== SOURCE EXTRACT ==

Therefore, there is no likely method to determine their stock status. 
Amendment 10 would establish a trigger to implement post-season AMs and 
once triggered, specify the post-season AMs for dolphin and wahoo that 
would not be based on their stock status.
    In 2017, Regulatory Amendment 1 to the Dolphin and Wahoo FMP and

[[Page 72913]]

associated final rule implemented the current commercial trip limit for 
dolphin of 4,000 lb (1,814 kg), round weight, once 75 percent of the 
commercial ACL is reached (82 FR 8820; January 31, 2017). Prior to 
reaching 75 percent of the commercial ACL, there is no commercial trip 
limit for dolphin. In 2004, the original Dolphin and Wahoo FMP and 
associated final rule implemented the current commercial trip limit for 
wahoo of 500 lb (227 kg); and a commercial trip limit of 200 lb (91 kg) 
of dolphin and wahoo, combined, provided that all fishing on and 
landings from that trip are north of 39[deg] N latitude, for a vessel 
that does not have a Federal commercial vessel permit for dolphin and 
wahoo but has a Federal commercial vessel permit in any other fishery.

[Data records]

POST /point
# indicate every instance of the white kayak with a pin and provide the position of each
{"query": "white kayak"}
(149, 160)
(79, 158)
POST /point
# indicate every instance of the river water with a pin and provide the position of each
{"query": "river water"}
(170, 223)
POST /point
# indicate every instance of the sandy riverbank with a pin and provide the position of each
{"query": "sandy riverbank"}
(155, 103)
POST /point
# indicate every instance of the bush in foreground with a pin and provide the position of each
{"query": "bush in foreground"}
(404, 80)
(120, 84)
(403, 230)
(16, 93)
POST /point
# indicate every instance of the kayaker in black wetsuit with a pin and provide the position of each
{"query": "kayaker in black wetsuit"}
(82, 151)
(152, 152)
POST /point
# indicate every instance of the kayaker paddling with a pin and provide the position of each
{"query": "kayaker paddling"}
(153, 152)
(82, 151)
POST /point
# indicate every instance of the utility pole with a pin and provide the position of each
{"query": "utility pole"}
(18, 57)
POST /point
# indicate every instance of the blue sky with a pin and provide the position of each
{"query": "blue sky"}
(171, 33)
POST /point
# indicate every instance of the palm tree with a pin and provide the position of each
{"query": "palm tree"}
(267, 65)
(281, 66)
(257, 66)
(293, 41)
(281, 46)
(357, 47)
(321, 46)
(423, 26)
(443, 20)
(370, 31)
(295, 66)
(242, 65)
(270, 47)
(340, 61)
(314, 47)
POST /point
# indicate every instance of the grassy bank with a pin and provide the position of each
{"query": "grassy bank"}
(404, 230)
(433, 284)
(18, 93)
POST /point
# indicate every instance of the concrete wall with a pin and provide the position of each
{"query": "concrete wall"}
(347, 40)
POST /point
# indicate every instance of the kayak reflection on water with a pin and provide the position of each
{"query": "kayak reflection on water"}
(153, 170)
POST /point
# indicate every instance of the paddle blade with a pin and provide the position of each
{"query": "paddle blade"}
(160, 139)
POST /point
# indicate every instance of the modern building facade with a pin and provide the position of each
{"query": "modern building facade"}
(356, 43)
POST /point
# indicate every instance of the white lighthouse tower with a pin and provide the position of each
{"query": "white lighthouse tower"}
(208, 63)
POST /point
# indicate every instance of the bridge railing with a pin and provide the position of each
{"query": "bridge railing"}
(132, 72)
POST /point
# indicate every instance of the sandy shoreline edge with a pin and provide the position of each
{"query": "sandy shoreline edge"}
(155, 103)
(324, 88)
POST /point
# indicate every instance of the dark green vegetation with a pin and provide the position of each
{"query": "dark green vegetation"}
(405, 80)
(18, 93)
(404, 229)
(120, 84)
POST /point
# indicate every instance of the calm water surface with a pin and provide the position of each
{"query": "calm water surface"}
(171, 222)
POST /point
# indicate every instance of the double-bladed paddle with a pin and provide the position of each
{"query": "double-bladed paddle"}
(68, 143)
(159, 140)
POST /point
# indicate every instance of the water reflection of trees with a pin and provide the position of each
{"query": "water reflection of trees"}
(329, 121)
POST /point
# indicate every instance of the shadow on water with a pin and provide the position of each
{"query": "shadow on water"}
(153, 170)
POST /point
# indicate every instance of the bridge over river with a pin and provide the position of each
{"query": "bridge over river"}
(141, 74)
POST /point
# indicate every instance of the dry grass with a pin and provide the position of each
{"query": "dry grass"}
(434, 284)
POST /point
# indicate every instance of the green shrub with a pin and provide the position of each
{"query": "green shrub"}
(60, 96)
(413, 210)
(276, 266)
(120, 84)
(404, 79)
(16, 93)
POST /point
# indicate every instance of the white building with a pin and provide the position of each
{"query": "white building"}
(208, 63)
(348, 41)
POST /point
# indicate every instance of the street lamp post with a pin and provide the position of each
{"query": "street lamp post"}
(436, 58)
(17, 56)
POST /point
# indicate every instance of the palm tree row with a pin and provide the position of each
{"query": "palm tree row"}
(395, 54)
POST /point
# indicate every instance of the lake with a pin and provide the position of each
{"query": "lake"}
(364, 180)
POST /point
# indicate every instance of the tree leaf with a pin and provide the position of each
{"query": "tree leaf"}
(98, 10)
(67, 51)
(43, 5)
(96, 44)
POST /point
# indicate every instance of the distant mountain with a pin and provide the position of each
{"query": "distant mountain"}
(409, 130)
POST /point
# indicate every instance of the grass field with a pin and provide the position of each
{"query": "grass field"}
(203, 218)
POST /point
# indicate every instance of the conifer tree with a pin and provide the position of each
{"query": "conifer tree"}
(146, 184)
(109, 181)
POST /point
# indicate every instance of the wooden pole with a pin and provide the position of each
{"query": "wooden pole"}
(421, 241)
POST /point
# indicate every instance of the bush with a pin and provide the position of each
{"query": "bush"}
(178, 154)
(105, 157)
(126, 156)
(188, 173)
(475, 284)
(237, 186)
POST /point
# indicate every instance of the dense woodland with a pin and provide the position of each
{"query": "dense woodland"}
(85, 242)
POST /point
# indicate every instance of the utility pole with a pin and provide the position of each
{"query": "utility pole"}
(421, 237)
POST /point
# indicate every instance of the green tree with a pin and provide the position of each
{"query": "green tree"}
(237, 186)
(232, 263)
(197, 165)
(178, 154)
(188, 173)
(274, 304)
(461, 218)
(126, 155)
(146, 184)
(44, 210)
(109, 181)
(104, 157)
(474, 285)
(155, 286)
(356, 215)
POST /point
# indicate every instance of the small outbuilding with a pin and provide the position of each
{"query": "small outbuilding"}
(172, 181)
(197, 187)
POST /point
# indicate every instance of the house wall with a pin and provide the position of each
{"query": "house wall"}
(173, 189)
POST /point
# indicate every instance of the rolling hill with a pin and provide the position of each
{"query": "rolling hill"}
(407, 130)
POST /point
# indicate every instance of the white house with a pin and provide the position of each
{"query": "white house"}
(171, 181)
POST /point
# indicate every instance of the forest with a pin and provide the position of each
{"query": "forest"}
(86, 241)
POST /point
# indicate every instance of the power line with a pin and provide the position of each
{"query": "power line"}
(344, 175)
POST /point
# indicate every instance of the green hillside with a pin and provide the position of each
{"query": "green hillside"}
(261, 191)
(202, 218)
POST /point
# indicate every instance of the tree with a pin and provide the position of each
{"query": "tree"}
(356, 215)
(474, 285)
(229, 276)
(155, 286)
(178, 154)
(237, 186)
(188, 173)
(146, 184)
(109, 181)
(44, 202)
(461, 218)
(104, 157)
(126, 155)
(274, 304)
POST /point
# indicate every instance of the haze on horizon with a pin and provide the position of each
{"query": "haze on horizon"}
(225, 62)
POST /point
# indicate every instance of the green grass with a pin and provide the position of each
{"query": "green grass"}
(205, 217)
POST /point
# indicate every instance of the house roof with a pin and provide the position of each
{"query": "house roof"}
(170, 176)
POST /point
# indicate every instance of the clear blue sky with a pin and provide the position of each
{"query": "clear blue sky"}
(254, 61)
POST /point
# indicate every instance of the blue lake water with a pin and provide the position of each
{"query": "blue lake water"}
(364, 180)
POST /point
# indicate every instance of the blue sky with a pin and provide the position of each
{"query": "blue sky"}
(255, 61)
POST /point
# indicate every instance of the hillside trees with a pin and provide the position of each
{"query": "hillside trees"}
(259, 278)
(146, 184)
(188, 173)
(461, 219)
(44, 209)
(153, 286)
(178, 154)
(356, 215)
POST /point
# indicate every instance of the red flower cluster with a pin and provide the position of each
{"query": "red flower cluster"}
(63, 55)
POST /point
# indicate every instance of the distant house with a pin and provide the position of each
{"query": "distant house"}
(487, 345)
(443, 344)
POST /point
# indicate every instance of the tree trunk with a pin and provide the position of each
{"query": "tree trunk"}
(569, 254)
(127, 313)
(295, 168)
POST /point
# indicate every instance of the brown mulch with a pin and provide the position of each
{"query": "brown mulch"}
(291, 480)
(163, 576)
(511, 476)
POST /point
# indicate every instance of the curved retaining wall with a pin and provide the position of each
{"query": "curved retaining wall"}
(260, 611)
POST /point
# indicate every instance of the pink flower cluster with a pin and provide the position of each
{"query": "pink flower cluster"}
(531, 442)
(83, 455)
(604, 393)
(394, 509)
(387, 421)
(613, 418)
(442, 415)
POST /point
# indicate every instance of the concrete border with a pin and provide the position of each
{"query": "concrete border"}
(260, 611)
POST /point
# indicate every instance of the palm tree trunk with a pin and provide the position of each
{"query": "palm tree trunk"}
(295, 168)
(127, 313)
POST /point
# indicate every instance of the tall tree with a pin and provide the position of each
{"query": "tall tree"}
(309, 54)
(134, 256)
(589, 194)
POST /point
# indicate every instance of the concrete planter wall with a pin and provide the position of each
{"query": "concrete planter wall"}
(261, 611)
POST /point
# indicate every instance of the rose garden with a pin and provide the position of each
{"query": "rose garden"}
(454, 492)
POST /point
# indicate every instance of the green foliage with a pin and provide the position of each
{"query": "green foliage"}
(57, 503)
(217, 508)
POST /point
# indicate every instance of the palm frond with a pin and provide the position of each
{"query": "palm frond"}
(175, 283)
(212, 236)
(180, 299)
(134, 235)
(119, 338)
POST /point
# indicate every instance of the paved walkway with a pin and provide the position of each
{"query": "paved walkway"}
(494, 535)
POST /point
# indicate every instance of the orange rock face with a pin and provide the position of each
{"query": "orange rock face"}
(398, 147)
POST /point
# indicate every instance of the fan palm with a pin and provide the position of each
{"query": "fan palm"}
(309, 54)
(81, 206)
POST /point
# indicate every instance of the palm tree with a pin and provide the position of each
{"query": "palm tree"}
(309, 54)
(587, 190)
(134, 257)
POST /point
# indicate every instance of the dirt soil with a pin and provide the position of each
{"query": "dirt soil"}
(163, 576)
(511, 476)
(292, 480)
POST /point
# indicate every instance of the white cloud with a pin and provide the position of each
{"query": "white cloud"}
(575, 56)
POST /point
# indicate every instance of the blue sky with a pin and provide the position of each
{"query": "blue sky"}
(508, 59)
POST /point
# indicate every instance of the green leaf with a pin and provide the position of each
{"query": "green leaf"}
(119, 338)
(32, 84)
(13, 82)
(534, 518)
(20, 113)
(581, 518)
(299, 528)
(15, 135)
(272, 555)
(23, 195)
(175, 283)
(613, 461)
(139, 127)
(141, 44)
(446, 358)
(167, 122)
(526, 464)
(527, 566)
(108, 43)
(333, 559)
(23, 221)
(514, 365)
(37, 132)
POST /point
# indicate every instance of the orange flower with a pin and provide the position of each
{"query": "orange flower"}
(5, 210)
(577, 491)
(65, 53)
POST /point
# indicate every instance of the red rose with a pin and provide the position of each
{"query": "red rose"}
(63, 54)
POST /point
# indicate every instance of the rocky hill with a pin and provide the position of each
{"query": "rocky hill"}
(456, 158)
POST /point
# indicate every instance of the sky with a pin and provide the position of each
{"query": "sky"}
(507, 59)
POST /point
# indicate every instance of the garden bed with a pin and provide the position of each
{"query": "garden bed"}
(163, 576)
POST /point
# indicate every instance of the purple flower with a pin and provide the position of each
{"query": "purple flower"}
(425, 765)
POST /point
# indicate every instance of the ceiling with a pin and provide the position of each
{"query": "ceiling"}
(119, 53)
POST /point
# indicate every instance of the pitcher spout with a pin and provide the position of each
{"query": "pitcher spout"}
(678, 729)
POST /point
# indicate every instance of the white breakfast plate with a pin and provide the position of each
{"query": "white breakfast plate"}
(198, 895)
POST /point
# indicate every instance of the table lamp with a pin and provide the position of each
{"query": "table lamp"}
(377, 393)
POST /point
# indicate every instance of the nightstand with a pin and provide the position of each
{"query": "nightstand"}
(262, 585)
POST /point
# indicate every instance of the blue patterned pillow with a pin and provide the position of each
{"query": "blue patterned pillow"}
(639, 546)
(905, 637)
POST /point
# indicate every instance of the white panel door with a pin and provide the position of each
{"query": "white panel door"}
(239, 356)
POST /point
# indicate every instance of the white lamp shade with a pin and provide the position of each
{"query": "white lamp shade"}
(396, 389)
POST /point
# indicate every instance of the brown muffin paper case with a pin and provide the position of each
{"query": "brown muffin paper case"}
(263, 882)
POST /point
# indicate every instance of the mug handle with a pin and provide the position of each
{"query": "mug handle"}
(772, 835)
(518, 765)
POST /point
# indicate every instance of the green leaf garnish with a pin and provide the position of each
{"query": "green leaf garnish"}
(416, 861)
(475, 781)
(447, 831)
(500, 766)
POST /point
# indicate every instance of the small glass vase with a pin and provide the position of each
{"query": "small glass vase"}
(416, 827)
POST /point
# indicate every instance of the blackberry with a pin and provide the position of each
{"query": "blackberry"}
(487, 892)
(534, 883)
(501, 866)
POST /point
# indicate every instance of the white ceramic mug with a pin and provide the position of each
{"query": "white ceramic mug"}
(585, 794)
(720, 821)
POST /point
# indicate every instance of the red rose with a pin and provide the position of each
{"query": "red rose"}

== SET EXERCISE 1 ==
In the fishery rule excerpt, what commercial trip limit for wahoo did the original Dolphin and Wahoo FMP set in 2004?
== SET EXERCISE 2 ==
Reproduce the fishery rule excerpt verbatim from "Amendment 10 would" to "200 lb (91 kg)".

== FULL ANSWER 1 ==
500 lb (227 kg)

== FULL ANSWER 2 ==
Amendment 10 would establish a trigger to implement post-season AMs and 
once triggered, specify the post-season AMs for dolphin and wahoo that 
would not be based on their stock status.
    In 2017, Regulatory Amendment 1 to the Dolphin and Wahoo FMP and

[[Page 72913]]

associated final rule implemented the current commercial trip limit for 
dolphin of 4,000 lb (1,814 kg), round weight, once 75 percent of the 
commercial ACL is reached (82 FR 8820; January 31, 2017). Prior to 
reaching 75 percent of the commercial ACL, there is no commercial trip 
limit for dolphin. In 2004, the original Dolphin and Wahoo FMP and 
associated final rule implemented the current commercial trip limit for 
wahoo of 500 lb (227 kg); and a commercial trip limit of 200 lb (91 kg)